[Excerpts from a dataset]
○ ○ ○

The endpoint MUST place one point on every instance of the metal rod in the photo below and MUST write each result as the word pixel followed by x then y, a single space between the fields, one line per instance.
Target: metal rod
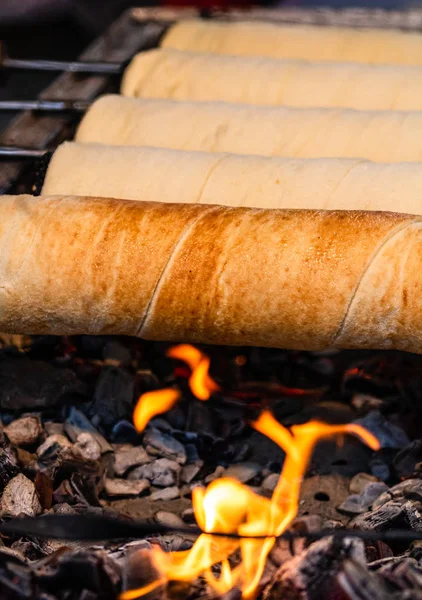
pixel 89 527
pixel 100 68
pixel 45 105
pixel 15 152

○ ○ ○

■ **Work item**: Retype all entries exactly; omit pictures.

■ **Written answer**:
The endpoint MUST place one point on every instance of the metal rod in the photo below and MUST write each result as the word pixel followed by x then y, a single space between the fields, one line per instance.
Target: metal rod
pixel 89 527
pixel 100 68
pixel 45 105
pixel 15 152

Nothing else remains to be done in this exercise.